> _Description of the task_:
Find every line in the material below that contains the string "wooden", matching case exactly, and copy each of those lines.

___ Supplied records

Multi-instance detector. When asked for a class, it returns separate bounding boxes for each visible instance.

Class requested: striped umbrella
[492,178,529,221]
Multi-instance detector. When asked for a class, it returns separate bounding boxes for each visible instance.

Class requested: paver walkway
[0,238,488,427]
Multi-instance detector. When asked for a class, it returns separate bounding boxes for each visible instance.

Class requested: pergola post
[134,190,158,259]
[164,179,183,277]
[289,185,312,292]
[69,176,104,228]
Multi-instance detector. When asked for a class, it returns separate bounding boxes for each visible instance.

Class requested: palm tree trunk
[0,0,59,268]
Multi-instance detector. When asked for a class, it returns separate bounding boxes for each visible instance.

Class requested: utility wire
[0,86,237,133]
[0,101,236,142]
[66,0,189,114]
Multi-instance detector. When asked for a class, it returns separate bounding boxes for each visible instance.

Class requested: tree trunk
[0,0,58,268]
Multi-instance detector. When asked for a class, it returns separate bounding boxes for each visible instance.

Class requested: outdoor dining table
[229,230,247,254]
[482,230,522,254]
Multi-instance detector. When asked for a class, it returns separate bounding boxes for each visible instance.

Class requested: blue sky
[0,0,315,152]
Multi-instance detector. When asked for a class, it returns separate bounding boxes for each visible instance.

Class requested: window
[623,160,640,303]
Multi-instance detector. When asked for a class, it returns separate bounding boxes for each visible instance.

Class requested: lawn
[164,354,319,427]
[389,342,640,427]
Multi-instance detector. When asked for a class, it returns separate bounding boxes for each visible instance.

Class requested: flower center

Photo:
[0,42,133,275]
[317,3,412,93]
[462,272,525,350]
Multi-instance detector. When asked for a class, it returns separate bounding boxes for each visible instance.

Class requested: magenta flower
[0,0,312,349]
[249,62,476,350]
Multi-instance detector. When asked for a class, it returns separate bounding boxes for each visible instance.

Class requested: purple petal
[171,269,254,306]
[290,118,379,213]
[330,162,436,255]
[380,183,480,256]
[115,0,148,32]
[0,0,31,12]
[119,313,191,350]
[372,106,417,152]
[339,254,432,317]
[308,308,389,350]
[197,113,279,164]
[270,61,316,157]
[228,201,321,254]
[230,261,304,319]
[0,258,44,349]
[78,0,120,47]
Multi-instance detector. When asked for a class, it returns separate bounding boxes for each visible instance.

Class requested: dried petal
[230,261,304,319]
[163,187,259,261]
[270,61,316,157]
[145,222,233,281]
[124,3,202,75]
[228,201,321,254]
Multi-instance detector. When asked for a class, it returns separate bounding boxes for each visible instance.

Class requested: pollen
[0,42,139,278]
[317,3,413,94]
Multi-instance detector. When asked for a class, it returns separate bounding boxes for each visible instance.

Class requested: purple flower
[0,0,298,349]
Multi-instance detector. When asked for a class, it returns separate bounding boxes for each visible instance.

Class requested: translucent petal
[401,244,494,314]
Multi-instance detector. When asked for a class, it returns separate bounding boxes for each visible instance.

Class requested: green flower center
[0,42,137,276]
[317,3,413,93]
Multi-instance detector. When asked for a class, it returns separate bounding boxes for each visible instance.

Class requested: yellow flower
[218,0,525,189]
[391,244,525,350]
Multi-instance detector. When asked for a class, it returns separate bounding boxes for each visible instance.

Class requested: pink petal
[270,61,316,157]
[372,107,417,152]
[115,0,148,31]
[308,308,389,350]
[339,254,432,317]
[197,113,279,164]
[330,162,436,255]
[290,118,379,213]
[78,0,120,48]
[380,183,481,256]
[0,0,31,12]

______
___ Supplied records

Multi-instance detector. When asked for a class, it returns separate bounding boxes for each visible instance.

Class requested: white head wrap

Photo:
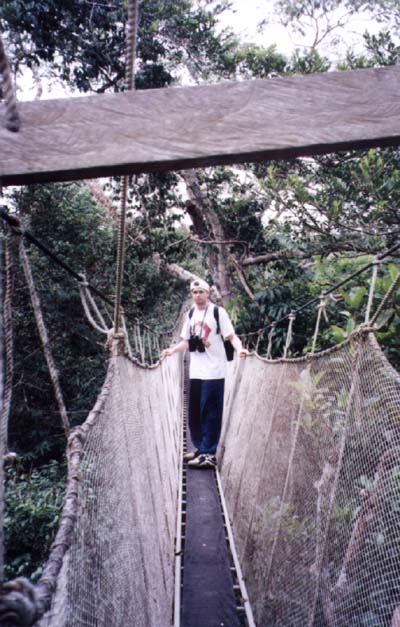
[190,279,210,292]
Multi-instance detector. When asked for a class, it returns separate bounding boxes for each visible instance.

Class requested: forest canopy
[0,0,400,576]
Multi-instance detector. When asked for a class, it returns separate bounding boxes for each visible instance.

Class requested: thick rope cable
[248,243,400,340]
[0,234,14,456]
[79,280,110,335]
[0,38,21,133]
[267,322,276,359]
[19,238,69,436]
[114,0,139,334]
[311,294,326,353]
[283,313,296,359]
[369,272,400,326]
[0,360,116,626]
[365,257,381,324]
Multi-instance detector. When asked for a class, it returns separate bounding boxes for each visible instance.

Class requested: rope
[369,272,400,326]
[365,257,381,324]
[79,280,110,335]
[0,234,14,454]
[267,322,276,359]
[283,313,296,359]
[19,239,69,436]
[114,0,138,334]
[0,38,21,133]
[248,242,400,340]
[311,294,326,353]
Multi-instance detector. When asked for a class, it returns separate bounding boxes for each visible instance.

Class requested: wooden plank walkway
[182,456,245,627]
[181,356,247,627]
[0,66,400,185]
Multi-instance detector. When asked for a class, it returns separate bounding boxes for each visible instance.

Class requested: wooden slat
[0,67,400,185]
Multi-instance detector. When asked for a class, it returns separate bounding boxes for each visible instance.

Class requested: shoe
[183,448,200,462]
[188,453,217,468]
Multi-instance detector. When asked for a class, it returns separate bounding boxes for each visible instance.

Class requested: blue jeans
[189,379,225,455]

______

> _Output of the exercise_:
Class requested: wooden plank walkway
Class requested: wooden slat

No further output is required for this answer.